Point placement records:
++++

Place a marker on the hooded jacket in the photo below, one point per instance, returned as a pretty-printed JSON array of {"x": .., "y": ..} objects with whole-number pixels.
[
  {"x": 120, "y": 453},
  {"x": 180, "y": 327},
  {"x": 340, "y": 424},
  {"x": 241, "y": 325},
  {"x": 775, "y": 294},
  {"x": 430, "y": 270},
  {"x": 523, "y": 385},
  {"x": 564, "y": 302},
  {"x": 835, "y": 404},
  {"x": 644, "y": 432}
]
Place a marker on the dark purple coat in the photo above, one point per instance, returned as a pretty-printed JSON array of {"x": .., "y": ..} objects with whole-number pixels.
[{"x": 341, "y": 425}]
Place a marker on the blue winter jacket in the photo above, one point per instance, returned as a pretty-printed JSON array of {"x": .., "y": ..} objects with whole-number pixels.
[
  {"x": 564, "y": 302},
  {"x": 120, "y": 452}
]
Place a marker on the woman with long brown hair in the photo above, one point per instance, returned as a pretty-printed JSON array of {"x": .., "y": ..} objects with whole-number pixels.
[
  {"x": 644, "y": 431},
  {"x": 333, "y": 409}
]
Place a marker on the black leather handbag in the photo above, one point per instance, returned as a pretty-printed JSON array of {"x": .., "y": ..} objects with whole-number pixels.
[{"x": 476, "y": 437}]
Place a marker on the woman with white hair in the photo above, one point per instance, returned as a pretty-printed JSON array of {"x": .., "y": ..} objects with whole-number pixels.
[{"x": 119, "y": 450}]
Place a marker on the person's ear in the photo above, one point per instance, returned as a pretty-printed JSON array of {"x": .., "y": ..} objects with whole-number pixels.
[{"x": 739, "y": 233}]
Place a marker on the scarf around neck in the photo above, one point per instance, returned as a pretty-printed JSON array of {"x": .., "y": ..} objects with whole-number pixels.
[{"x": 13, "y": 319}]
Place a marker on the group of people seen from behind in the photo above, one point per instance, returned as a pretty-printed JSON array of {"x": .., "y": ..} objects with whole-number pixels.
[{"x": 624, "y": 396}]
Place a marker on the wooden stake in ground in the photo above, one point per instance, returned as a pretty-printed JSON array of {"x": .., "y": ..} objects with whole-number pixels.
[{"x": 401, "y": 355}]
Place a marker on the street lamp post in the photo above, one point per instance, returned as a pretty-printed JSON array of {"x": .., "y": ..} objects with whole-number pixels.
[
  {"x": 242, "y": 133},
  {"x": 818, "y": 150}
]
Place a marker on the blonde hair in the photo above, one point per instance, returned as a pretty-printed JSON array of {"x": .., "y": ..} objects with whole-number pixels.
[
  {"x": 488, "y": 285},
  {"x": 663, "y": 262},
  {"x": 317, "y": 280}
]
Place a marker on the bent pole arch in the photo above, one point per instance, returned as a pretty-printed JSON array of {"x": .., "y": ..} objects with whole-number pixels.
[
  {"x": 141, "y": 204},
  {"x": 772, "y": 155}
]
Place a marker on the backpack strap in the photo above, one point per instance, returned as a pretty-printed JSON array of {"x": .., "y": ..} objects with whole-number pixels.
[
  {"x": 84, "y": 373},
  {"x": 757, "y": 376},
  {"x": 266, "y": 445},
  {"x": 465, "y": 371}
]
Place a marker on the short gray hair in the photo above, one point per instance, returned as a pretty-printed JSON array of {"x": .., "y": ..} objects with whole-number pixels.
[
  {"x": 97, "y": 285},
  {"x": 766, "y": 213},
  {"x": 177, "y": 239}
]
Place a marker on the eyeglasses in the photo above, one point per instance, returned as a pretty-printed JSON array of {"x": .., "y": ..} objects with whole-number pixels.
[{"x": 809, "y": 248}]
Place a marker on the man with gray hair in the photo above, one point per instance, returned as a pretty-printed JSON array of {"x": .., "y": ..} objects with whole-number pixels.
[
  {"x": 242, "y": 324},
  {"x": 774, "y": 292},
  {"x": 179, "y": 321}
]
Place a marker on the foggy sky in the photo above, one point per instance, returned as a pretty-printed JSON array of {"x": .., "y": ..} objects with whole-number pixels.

++++

Begin with the line that contains "Place a marker on the backpack" and quote each line after it exactly, stopping after the last line of the data.

Place a marker on the backpack strap in the photo above, one point per instance, returned as a pretty-printed JSON array of {"x": .., "y": ..} objects with whole-number pixels.
[
  {"x": 84, "y": 373},
  {"x": 757, "y": 376},
  {"x": 266, "y": 445},
  {"x": 465, "y": 371}
]
Place a marker on the short gray hair in the photo above, one point per instance, returned as a pretty-printed JSON array of {"x": .., "y": ..} objects with whole-number pixels.
[
  {"x": 97, "y": 285},
  {"x": 766, "y": 213},
  {"x": 177, "y": 239}
]
Place a marker on the eyeglasses in the photo above, one point per instance, returned as a pretty-printed JSON array of {"x": .., "y": ..} objects with whole-number pixels.
[{"x": 809, "y": 248}]
Place a marker on the man with gray hair in the photo above, one point per instance, returned as a pretty-printed JSON array of {"x": .., "y": ..} objects with whole-number pixels.
[
  {"x": 242, "y": 324},
  {"x": 774, "y": 292},
  {"x": 179, "y": 321}
]
Place a marker on the foggy sky in the photo above, one point per instance, returned as a pretty-printed JSON array of {"x": .., "y": ..} objects with whole-number pixels.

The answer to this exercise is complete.